- _DIRECTIVE_: Turn the lines below, starting at the line containing "Exercise. Point out the yellow metal" and ending at the last line of the items, into a Markdown table with the columns Row and Item line, leaving out any blank lines.

- _MATERIAL PROVIDED_:
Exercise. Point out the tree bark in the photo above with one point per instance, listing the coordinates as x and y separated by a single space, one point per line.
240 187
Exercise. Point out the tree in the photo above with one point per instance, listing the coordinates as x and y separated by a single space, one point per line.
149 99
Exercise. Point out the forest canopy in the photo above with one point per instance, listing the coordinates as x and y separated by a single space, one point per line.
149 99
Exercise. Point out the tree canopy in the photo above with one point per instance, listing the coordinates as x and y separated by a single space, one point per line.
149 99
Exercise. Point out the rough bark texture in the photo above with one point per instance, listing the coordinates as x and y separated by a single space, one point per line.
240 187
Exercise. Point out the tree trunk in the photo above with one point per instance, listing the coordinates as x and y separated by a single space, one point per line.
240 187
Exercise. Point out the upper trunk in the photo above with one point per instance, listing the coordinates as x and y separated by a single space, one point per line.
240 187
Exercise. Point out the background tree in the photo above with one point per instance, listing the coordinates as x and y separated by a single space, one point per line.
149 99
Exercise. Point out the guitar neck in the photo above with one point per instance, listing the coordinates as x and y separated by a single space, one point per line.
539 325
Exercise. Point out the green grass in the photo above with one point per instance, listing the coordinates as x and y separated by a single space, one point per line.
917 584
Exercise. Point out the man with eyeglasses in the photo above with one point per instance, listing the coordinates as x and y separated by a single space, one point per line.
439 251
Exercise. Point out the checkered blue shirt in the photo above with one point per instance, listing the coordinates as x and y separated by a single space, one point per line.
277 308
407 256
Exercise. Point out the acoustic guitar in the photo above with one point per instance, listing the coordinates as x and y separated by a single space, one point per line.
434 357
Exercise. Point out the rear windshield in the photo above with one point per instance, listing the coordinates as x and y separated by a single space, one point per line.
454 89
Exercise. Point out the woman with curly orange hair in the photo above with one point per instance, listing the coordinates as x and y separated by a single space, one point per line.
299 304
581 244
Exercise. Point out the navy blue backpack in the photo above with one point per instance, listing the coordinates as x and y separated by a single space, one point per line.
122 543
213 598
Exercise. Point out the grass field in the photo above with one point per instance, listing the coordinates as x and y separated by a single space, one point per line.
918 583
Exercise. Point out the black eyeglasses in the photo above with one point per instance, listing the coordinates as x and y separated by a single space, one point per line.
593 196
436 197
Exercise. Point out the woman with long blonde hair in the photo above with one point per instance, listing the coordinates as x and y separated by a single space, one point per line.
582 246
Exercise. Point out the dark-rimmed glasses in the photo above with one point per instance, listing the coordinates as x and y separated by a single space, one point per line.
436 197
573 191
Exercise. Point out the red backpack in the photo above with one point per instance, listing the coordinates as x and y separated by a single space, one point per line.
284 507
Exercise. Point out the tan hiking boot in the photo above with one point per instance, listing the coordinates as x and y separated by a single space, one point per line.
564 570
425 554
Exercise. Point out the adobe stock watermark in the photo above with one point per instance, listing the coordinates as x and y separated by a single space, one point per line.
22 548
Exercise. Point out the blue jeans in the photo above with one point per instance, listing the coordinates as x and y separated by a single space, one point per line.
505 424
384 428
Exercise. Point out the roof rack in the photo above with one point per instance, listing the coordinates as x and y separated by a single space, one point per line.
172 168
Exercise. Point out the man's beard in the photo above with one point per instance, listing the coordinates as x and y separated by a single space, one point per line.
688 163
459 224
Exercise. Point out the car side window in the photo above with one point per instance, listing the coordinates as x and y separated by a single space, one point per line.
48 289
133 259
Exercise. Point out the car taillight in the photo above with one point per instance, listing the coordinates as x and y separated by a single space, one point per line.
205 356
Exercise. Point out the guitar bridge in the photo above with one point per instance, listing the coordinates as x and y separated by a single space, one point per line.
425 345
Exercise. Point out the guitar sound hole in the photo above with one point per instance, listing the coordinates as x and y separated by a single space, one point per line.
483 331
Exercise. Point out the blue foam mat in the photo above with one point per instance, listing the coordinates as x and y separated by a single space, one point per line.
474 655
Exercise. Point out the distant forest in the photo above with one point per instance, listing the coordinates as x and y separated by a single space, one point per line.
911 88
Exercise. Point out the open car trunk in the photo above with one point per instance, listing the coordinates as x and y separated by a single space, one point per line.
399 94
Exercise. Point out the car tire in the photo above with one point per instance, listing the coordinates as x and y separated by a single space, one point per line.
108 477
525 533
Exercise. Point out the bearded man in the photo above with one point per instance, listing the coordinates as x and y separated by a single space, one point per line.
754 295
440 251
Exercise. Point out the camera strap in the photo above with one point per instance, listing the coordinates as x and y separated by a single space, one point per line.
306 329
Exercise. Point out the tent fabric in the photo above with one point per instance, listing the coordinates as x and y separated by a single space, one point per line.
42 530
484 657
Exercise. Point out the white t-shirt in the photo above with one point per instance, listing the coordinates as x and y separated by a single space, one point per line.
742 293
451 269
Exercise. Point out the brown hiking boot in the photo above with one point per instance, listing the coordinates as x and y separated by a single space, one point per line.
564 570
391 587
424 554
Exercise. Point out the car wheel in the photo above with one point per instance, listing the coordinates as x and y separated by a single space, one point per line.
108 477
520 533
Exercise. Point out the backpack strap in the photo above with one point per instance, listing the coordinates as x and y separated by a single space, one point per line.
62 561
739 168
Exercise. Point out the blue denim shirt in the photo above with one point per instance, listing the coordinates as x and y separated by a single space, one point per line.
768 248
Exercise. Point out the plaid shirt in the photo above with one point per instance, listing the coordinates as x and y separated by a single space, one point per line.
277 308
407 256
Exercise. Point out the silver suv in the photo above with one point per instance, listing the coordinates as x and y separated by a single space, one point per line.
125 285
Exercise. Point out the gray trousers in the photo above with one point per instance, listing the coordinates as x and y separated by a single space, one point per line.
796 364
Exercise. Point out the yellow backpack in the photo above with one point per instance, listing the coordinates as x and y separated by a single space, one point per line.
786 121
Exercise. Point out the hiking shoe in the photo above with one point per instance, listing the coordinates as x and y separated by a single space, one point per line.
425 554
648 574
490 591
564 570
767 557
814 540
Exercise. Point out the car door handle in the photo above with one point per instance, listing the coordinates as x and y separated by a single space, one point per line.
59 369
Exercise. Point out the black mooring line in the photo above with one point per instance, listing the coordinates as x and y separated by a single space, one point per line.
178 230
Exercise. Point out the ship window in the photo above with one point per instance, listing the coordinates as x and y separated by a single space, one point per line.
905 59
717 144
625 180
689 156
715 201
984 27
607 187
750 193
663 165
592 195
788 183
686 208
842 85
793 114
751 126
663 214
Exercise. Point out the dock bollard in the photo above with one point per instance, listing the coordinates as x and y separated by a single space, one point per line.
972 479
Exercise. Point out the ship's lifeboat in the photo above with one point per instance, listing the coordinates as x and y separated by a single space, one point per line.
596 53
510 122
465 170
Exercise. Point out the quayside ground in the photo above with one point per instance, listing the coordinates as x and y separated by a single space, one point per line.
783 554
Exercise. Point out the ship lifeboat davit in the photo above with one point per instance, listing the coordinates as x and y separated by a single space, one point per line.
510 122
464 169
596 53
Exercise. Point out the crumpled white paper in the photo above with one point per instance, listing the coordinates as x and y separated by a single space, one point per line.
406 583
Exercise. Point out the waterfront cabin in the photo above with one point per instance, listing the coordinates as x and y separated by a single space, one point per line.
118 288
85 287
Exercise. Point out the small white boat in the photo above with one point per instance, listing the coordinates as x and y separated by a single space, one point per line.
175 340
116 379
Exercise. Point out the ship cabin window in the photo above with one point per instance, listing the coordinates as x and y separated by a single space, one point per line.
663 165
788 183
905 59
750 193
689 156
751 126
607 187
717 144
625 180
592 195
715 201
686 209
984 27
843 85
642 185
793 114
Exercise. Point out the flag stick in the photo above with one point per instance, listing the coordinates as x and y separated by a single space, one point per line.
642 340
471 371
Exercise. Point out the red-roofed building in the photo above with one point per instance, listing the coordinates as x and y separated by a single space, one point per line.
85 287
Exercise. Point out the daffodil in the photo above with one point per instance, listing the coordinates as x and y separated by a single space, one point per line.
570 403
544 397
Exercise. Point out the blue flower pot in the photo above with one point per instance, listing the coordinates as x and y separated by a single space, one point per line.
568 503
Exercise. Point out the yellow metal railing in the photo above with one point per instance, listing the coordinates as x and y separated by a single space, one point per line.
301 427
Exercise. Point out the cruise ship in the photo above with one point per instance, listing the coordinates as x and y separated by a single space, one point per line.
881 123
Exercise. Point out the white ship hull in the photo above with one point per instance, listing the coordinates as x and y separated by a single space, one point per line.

- _THE REPLY_:
| Row | Item line |
|---|---|
| 1 | Exercise. Point out the yellow metal railing in the photo above with one point per instance, listing the coordinates as x and y separated by a single space, one point per line. |
| 2 | 301 427 |
| 3 | Exercise. Point out the cruise ship in the photo above with one point per instance, listing the coordinates as x and y separated by a single space, one point per line. |
| 4 | 881 123 |
| 5 | Exercise. Point out the white ship hull in the photo above with one point per instance, listing the coordinates as x and y separated by a single space, one point per line. |